Exercise: Every entry must appear in the answer exactly as it does here.

----

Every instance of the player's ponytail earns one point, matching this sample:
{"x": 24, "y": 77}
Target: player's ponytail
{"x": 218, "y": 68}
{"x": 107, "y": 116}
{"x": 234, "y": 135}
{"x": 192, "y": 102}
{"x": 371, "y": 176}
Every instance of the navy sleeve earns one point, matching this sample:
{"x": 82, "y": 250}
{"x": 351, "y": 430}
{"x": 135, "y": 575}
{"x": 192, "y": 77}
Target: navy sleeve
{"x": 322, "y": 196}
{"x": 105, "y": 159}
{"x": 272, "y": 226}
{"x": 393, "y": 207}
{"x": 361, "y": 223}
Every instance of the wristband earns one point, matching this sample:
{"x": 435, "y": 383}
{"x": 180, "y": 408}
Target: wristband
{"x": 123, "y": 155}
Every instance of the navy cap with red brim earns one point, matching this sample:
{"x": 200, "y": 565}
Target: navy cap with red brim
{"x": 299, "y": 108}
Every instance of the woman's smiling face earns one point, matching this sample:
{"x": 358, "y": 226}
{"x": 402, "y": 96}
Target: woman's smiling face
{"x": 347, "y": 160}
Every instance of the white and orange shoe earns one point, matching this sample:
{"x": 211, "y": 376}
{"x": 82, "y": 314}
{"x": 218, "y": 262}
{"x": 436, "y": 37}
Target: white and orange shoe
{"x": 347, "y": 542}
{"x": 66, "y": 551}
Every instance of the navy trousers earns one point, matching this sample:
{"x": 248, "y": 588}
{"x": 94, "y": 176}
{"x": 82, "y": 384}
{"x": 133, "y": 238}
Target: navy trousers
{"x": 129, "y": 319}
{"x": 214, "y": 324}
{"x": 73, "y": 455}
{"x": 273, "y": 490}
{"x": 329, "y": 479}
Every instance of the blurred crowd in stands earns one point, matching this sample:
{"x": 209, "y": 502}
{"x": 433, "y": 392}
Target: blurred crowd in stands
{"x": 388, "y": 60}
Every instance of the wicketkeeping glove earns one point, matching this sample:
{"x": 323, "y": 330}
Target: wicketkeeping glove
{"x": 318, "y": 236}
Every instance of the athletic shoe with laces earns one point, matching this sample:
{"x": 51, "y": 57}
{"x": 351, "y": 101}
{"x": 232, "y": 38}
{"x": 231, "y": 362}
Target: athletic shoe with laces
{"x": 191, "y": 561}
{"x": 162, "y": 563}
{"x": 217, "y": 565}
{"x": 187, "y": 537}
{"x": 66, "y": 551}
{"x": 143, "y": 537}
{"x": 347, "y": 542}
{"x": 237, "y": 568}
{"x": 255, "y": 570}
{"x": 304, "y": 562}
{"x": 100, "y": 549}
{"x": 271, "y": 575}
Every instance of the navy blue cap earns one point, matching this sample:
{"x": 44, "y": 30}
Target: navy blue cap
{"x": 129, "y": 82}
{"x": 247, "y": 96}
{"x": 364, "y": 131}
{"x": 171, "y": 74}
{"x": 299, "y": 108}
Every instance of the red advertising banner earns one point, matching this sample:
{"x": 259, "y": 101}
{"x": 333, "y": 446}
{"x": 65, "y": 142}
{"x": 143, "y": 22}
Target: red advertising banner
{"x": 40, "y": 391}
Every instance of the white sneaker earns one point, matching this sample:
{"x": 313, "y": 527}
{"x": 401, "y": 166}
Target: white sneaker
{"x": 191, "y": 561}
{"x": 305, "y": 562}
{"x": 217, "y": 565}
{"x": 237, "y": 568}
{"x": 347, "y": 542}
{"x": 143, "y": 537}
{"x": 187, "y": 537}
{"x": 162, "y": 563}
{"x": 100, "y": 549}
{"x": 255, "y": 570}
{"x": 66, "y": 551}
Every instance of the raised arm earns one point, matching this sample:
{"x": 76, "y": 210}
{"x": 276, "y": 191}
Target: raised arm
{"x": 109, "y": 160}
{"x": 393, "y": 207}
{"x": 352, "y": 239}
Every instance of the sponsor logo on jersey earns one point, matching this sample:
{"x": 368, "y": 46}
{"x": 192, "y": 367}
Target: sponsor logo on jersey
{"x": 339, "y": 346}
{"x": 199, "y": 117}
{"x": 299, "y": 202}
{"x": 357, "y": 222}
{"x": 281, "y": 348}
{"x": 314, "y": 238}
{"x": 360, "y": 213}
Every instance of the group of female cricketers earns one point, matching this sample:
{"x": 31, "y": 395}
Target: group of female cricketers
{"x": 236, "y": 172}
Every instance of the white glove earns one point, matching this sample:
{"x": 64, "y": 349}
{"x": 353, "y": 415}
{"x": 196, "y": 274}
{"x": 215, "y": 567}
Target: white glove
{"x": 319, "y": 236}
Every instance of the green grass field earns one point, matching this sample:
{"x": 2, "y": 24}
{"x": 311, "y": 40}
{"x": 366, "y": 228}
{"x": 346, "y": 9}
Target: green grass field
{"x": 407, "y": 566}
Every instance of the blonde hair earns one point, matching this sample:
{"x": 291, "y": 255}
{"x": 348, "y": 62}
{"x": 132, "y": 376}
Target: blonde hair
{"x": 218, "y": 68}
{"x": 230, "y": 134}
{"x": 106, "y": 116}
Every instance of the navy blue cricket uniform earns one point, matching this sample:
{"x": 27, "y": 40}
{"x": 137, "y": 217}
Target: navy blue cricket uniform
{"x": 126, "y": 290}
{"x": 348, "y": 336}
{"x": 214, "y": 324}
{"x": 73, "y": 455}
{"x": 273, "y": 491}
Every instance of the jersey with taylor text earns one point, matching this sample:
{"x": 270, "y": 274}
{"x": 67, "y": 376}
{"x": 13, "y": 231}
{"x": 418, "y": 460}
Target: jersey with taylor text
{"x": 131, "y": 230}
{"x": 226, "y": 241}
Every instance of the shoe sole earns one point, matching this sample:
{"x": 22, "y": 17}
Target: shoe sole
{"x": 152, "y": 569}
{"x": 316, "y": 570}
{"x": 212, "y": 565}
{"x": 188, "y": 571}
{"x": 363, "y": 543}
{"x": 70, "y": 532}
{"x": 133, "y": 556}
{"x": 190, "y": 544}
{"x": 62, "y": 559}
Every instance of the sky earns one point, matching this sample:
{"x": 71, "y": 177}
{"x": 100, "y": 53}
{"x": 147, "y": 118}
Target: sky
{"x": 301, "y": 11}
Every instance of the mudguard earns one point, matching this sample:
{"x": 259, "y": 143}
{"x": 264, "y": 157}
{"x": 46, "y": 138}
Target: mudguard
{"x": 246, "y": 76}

----

Answer section:
Every instance of the player's ponytail earns one point, matching this sample:
{"x": 24, "y": 77}
Target: player's ponytail
{"x": 218, "y": 68}
{"x": 107, "y": 116}
{"x": 234, "y": 135}
{"x": 192, "y": 102}
{"x": 371, "y": 176}
Every instance of the navy sleeve earns one point, matching this sample:
{"x": 82, "y": 250}
{"x": 351, "y": 430}
{"x": 135, "y": 575}
{"x": 192, "y": 77}
Target: navy sleeve
{"x": 322, "y": 196}
{"x": 105, "y": 159}
{"x": 272, "y": 226}
{"x": 393, "y": 207}
{"x": 361, "y": 223}
Every instance of the wristband earns one point, matching this sample:
{"x": 435, "y": 383}
{"x": 180, "y": 408}
Target: wristband
{"x": 123, "y": 155}
Every instance of the navy cap with red brim earns one point, matching this sample:
{"x": 200, "y": 565}
Target: navy cap with red brim
{"x": 299, "y": 108}
Every instance of the woman's smiling face earns one point, matching this sample:
{"x": 358, "y": 226}
{"x": 402, "y": 96}
Target: woman's smiling face
{"x": 347, "y": 160}
Every instance of the white and orange shoe earns one point, matching this sample:
{"x": 211, "y": 376}
{"x": 82, "y": 314}
{"x": 218, "y": 262}
{"x": 436, "y": 37}
Target: white and orange shoe
{"x": 347, "y": 542}
{"x": 66, "y": 551}
Every instance of the navy trousers earns one point, matching this sample:
{"x": 248, "y": 588}
{"x": 94, "y": 176}
{"x": 82, "y": 384}
{"x": 133, "y": 238}
Target: navy trousers
{"x": 129, "y": 319}
{"x": 214, "y": 324}
{"x": 73, "y": 455}
{"x": 273, "y": 490}
{"x": 329, "y": 479}
Every instance of the blurred crowd in stands earns one point, matching this sample:
{"x": 209, "y": 502}
{"x": 433, "y": 392}
Target: blurred crowd in stands
{"x": 388, "y": 60}
Every instance of the wicketkeeping glove earns one point, matching this sample:
{"x": 323, "y": 330}
Target: wicketkeeping glove
{"x": 318, "y": 236}
Every instance of the athletic shoe with laces earns one point, matching this sample:
{"x": 51, "y": 57}
{"x": 351, "y": 101}
{"x": 232, "y": 38}
{"x": 231, "y": 362}
Target: athletic shoe with laces
{"x": 191, "y": 561}
{"x": 162, "y": 563}
{"x": 217, "y": 565}
{"x": 187, "y": 537}
{"x": 66, "y": 551}
{"x": 143, "y": 537}
{"x": 347, "y": 542}
{"x": 237, "y": 568}
{"x": 255, "y": 570}
{"x": 304, "y": 562}
{"x": 100, "y": 549}
{"x": 271, "y": 575}
Every instance of the navy blue cap earns one point, matching this sample:
{"x": 44, "y": 30}
Target: navy blue cap
{"x": 129, "y": 82}
{"x": 247, "y": 96}
{"x": 364, "y": 131}
{"x": 171, "y": 74}
{"x": 299, "y": 108}
Every instance of the red advertising banner earns one point, matching this sample:
{"x": 259, "y": 101}
{"x": 333, "y": 446}
{"x": 65, "y": 142}
{"x": 143, "y": 22}
Target: red advertising banner
{"x": 40, "y": 391}
Every instance of the white sneaker earns one point, matching this sample:
{"x": 313, "y": 527}
{"x": 401, "y": 166}
Target: white sneaker
{"x": 191, "y": 561}
{"x": 305, "y": 562}
{"x": 217, "y": 565}
{"x": 237, "y": 568}
{"x": 347, "y": 542}
{"x": 143, "y": 537}
{"x": 187, "y": 537}
{"x": 162, "y": 563}
{"x": 100, "y": 549}
{"x": 255, "y": 570}
{"x": 66, "y": 551}
Every instance of the raised arm earns one point, matching this sample:
{"x": 76, "y": 210}
{"x": 276, "y": 191}
Target: raised arm
{"x": 109, "y": 160}
{"x": 393, "y": 207}
{"x": 352, "y": 239}
Every instance of the sponsor logo on jersey earns one point, matching this sample:
{"x": 368, "y": 46}
{"x": 192, "y": 367}
Target: sponsor logo on jersey
{"x": 339, "y": 346}
{"x": 199, "y": 117}
{"x": 299, "y": 202}
{"x": 357, "y": 222}
{"x": 281, "y": 348}
{"x": 314, "y": 238}
{"x": 360, "y": 213}
Every instance of the group of female cricketers earns one point, matching this sample:
{"x": 31, "y": 395}
Target: group of female cricketers
{"x": 236, "y": 172}
Every instance of the white glove earns one point, matching this sample:
{"x": 64, "y": 349}
{"x": 353, "y": 415}
{"x": 196, "y": 274}
{"x": 215, "y": 567}
Target: white glove
{"x": 319, "y": 236}
Every instance of the green grass field earns one point, matching this sample:
{"x": 2, "y": 24}
{"x": 311, "y": 40}
{"x": 366, "y": 228}
{"x": 346, "y": 9}
Target: green grass field
{"x": 407, "y": 566}
Every instance of the blonde hair earns one point, matching this sample:
{"x": 291, "y": 255}
{"x": 348, "y": 62}
{"x": 132, "y": 376}
Target: blonde hair
{"x": 218, "y": 68}
{"x": 230, "y": 134}
{"x": 106, "y": 116}
Every instance of the navy blue cricket uniform earns one point, matching this sample:
{"x": 27, "y": 40}
{"x": 137, "y": 217}
Target: navy blue cricket uniform
{"x": 126, "y": 290}
{"x": 348, "y": 336}
{"x": 214, "y": 324}
{"x": 73, "y": 455}
{"x": 273, "y": 491}
Every instance of the jersey with taylor text earns one point, matching this sample:
{"x": 270, "y": 274}
{"x": 67, "y": 376}
{"x": 13, "y": 231}
{"x": 418, "y": 460}
Target: jersey with taylor text
{"x": 131, "y": 230}
{"x": 226, "y": 241}
Every instance of the shoe sole earns one point, matching this sample:
{"x": 22, "y": 17}
Target: shoe sole
{"x": 152, "y": 569}
{"x": 316, "y": 570}
{"x": 212, "y": 565}
{"x": 188, "y": 571}
{"x": 363, "y": 543}
{"x": 70, "y": 532}
{"x": 133, "y": 556}
{"x": 190, "y": 544}
{"x": 62, "y": 559}
Every instance of the sky earns one point, matching this sample:
{"x": 71, "y": 177}
{"x": 100, "y": 53}
{"x": 147, "y": 118}
Target: sky
{"x": 301, "y": 11}
Every instance of the mudguard earns one point, matching this sample:
{"x": 259, "y": 143}
{"x": 264, "y": 157}
{"x": 46, "y": 138}
Target: mudguard
{"x": 246, "y": 76}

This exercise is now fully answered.